» **What you should do**:
Skip every line before the one containing "Reviewer check: each instance of the gabled", then copy that line and the rest of the entries below exactly, through the last line.

» **Entries from a dataset**:
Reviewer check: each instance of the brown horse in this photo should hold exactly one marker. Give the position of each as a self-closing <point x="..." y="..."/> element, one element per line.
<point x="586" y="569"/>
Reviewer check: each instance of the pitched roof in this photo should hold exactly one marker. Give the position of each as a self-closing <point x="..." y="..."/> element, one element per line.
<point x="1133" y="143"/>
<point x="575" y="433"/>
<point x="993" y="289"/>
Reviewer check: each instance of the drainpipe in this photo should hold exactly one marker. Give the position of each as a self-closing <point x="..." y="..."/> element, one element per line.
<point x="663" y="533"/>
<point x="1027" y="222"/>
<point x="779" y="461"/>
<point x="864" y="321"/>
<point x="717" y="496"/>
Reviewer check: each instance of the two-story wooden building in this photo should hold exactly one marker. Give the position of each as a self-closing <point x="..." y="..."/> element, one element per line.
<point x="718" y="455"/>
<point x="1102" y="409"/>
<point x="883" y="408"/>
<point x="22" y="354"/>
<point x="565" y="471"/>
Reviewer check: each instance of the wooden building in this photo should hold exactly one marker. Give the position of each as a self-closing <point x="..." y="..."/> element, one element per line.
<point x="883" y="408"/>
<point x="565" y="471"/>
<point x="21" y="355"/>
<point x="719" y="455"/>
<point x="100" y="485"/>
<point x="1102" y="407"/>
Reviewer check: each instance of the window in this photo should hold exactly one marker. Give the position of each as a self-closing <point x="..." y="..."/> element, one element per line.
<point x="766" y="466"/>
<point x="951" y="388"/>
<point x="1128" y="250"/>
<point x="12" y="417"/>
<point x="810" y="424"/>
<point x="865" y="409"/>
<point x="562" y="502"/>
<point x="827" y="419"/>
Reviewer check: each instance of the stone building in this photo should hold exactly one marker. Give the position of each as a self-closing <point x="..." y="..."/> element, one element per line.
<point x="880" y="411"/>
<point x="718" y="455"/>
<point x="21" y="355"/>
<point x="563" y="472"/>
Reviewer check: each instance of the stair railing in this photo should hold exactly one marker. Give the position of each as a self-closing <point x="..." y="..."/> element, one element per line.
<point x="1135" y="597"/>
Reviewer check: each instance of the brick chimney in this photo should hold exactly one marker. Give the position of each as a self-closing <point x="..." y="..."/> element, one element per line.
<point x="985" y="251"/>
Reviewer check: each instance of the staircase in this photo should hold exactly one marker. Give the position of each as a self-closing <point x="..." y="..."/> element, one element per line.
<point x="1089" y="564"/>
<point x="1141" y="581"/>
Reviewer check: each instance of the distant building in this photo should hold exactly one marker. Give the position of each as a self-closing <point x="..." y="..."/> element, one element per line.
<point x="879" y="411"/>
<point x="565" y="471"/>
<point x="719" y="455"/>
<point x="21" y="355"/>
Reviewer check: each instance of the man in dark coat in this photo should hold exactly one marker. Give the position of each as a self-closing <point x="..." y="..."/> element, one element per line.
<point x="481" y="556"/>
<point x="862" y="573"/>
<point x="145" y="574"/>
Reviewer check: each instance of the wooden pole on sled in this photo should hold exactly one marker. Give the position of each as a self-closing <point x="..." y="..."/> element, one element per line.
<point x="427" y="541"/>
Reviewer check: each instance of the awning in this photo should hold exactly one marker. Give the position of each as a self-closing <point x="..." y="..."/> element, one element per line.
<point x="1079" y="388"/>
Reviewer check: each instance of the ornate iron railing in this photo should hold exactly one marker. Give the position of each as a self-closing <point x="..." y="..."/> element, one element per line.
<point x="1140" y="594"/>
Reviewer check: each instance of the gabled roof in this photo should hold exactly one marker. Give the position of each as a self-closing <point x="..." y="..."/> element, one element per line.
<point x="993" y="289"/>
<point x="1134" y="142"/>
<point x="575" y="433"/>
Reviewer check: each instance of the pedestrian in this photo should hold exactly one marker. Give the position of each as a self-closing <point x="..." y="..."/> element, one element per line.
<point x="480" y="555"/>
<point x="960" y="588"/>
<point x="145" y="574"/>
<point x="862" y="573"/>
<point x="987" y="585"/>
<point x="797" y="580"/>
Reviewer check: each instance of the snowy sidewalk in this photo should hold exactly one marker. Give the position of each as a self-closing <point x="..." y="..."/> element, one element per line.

» **Response**:
Reviewer check: each instance of the gabled roof in this photo should hold exactly one marker. Give the position of each as a self-closing <point x="..." y="..."/> element, one element per line.
<point x="993" y="289"/>
<point x="1134" y="142"/>
<point x="575" y="433"/>
Reviewer check: each instance of the pedestrian in this photo should hold exactly one marker. Give the position of each as a self-closing <point x="..." y="..."/> element, one element per line.
<point x="480" y="555"/>
<point x="960" y="588"/>
<point x="145" y="574"/>
<point x="862" y="573"/>
<point x="987" y="585"/>
<point x="797" y="580"/>
Reviewer check: each instance of the snowy sidewalk in this photo should hold exactly one marker. Give the position of each as a self-closing <point x="..." y="..."/> element, one element per line.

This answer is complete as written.